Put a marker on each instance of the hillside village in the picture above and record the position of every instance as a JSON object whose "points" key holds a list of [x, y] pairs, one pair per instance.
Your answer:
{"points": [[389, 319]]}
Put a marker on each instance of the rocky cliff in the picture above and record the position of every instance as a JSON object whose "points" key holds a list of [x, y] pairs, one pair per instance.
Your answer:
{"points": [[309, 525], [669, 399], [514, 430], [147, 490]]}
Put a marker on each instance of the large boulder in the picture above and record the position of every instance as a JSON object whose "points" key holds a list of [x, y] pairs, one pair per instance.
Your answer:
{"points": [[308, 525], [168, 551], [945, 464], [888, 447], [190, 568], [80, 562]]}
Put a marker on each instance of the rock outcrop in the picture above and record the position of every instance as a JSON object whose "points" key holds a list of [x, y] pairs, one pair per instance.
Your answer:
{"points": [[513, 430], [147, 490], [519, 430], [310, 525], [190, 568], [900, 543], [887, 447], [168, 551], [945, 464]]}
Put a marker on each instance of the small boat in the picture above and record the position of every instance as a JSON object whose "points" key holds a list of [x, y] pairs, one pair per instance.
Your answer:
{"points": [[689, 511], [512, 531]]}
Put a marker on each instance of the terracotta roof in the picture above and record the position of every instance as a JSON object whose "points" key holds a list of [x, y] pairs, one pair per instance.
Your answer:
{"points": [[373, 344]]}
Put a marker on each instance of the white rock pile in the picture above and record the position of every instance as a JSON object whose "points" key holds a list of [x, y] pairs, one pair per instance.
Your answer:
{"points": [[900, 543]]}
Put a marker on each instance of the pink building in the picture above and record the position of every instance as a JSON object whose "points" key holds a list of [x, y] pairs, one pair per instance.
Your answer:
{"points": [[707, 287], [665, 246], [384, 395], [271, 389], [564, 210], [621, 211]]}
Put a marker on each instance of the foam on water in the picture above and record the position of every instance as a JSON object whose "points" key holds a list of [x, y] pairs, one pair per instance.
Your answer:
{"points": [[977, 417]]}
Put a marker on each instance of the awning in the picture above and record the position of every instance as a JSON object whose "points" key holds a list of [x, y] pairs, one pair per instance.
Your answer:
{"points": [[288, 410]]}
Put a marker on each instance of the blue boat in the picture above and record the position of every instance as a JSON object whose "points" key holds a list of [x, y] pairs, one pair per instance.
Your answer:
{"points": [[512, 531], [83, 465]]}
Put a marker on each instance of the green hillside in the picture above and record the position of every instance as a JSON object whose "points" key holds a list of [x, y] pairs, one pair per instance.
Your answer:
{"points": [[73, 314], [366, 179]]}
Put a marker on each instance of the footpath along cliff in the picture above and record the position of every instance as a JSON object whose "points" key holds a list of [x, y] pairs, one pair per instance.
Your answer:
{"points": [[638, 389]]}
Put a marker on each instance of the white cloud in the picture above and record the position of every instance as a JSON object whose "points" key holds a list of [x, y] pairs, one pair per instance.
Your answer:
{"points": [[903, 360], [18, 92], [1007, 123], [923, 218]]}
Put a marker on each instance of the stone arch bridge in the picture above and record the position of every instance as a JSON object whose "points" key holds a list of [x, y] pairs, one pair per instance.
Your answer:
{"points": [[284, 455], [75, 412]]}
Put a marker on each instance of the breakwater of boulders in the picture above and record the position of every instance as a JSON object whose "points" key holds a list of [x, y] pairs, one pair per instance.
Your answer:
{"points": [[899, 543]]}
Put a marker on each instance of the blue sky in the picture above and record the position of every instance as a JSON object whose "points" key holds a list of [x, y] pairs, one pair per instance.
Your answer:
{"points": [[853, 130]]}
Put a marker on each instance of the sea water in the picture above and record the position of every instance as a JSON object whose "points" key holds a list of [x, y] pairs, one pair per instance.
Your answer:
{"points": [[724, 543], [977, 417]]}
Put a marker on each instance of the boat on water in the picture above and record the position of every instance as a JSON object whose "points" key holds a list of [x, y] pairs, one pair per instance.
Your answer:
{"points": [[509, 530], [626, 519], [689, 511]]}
════════
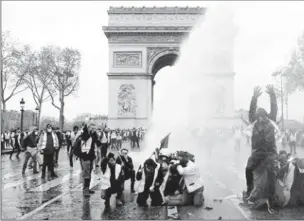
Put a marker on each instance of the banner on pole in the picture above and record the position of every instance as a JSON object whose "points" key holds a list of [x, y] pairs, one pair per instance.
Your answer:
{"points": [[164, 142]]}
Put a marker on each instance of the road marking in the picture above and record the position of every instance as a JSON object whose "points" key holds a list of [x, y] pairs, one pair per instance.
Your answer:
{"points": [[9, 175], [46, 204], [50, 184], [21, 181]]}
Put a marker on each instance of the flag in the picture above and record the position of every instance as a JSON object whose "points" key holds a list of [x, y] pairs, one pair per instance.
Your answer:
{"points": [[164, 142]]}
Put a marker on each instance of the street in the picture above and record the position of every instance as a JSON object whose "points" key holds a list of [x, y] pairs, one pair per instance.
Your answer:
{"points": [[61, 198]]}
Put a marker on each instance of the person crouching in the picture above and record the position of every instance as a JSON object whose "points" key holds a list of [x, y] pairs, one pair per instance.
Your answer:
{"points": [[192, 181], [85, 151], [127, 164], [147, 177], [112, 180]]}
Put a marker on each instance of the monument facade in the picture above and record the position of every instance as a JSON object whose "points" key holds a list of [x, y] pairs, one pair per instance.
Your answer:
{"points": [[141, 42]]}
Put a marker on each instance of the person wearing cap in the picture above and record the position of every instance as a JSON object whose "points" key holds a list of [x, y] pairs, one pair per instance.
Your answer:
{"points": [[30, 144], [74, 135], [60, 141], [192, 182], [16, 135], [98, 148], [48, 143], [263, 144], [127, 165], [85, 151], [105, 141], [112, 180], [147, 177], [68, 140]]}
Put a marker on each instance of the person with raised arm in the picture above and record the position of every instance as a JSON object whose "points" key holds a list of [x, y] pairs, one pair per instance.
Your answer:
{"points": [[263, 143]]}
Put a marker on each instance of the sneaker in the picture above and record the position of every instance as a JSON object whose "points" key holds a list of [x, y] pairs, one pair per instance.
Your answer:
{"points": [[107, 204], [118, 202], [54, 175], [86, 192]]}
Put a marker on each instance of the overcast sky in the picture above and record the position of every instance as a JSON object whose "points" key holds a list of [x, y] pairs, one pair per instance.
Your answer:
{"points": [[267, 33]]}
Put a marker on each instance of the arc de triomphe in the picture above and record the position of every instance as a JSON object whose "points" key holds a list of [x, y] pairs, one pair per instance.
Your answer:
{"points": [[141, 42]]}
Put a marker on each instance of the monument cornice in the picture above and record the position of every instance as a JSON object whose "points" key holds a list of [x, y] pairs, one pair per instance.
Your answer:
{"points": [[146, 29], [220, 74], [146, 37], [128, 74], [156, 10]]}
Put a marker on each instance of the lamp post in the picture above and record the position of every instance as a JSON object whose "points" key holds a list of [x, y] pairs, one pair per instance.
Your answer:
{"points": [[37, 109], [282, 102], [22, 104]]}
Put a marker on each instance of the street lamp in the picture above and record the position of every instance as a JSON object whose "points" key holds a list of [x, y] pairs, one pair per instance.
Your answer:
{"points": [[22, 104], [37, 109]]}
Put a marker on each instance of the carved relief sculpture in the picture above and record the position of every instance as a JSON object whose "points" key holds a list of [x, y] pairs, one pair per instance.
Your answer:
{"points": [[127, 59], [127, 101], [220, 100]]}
════════
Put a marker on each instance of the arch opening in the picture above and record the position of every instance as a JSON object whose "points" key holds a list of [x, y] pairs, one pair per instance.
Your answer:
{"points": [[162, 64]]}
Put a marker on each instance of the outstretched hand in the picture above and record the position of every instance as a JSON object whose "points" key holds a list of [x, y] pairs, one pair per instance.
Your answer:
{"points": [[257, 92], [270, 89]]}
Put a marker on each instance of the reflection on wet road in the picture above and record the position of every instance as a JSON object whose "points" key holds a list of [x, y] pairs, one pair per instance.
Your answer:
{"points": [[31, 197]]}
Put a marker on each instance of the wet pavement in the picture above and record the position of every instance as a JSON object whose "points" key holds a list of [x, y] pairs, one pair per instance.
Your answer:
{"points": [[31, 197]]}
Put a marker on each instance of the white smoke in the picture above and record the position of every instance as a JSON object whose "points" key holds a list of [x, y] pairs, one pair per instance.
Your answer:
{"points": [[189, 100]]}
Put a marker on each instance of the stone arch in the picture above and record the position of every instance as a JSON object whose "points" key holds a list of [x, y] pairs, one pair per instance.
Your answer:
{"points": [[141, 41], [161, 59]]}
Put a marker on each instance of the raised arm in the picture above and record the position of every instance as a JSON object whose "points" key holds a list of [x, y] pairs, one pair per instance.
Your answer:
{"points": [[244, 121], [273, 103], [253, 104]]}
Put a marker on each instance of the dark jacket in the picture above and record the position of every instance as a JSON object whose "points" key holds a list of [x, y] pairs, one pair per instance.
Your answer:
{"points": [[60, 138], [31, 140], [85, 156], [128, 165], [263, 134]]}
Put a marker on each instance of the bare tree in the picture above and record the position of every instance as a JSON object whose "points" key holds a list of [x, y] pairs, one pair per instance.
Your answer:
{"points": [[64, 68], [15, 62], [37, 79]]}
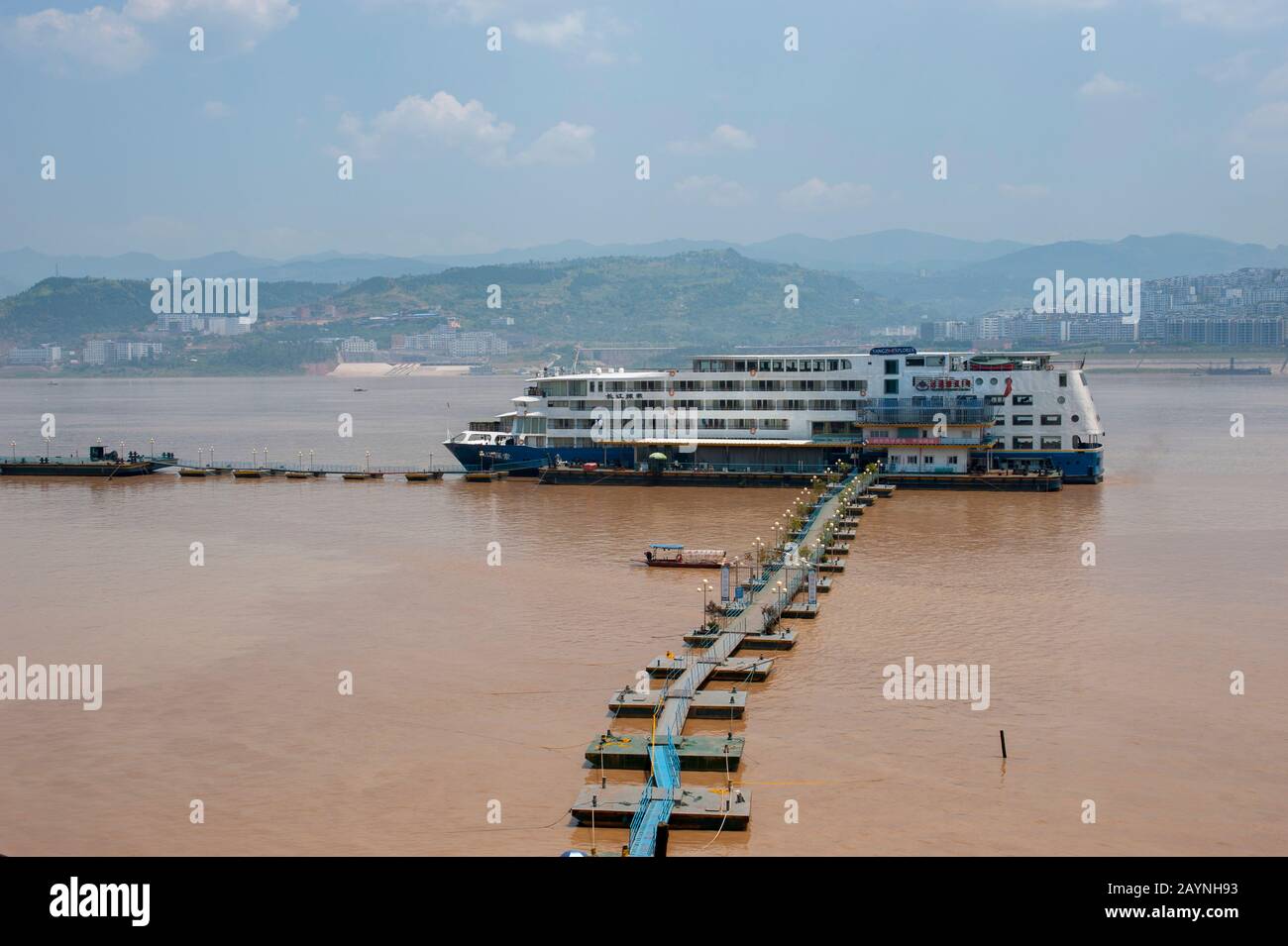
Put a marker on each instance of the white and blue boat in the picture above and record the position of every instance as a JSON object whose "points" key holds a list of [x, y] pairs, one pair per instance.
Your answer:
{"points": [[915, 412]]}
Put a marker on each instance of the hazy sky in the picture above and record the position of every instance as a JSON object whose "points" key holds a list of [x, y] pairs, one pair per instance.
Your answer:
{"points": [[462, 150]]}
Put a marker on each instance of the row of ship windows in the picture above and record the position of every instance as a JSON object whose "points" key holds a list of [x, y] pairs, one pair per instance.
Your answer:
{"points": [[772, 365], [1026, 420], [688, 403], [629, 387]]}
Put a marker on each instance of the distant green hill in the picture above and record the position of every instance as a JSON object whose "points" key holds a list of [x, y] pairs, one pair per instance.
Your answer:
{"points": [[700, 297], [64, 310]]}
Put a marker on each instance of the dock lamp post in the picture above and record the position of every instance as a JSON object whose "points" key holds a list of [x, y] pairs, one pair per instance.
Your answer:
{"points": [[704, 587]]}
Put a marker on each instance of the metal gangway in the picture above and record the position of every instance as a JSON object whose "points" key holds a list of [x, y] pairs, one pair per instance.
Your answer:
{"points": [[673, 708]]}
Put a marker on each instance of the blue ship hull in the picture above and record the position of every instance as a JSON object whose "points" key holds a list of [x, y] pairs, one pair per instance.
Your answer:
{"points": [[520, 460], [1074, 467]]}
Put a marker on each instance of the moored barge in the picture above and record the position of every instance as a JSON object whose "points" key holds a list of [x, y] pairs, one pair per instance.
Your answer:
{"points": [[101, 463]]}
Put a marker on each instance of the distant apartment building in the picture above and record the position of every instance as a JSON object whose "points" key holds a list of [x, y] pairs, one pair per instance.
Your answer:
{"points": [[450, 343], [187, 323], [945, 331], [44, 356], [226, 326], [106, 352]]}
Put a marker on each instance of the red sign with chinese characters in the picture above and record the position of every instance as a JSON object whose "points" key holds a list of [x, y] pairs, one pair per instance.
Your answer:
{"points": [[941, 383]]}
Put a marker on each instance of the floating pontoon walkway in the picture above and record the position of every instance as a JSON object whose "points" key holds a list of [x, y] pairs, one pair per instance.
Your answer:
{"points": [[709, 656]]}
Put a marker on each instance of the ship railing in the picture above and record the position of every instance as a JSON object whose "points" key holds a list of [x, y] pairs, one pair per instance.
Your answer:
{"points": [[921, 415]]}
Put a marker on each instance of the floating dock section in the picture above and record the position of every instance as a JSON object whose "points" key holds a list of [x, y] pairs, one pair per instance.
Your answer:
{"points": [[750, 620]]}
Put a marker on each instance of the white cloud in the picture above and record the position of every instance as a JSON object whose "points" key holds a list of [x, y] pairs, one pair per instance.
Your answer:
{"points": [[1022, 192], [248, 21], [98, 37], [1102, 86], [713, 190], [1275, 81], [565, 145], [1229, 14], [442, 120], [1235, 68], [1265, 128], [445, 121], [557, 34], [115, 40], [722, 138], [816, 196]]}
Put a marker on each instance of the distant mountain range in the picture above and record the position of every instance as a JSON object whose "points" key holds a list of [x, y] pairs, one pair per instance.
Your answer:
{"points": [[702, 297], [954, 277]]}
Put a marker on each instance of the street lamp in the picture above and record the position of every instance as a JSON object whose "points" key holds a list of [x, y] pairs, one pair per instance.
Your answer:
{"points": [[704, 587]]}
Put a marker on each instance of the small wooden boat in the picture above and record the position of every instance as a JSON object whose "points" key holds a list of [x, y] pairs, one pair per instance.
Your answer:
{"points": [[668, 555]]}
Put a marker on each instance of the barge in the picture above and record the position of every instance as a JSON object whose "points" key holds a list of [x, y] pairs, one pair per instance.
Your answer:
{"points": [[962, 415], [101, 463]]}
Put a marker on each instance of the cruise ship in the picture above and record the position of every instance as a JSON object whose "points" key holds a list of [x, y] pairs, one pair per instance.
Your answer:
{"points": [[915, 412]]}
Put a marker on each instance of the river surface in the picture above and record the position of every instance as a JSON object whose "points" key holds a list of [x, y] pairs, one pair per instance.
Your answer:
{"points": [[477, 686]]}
════════
Repérez dans les données ci-dessus chaque ligne contenant la chaîne « cliff » et recopiez-la. Majuscules et minuscules comptent.

Put a marker on each instance of the rocky cliff in the picture above and record the position of every instance as a JSON object whose "points" key holds a list of [x, y] pairs, one pair per instance.
Put a marker on each instance of the footpath along cliff in the picture above and record the position of every instance as a JSON object whose "points" key holds a list of [x, y] pairs, one pair per instance.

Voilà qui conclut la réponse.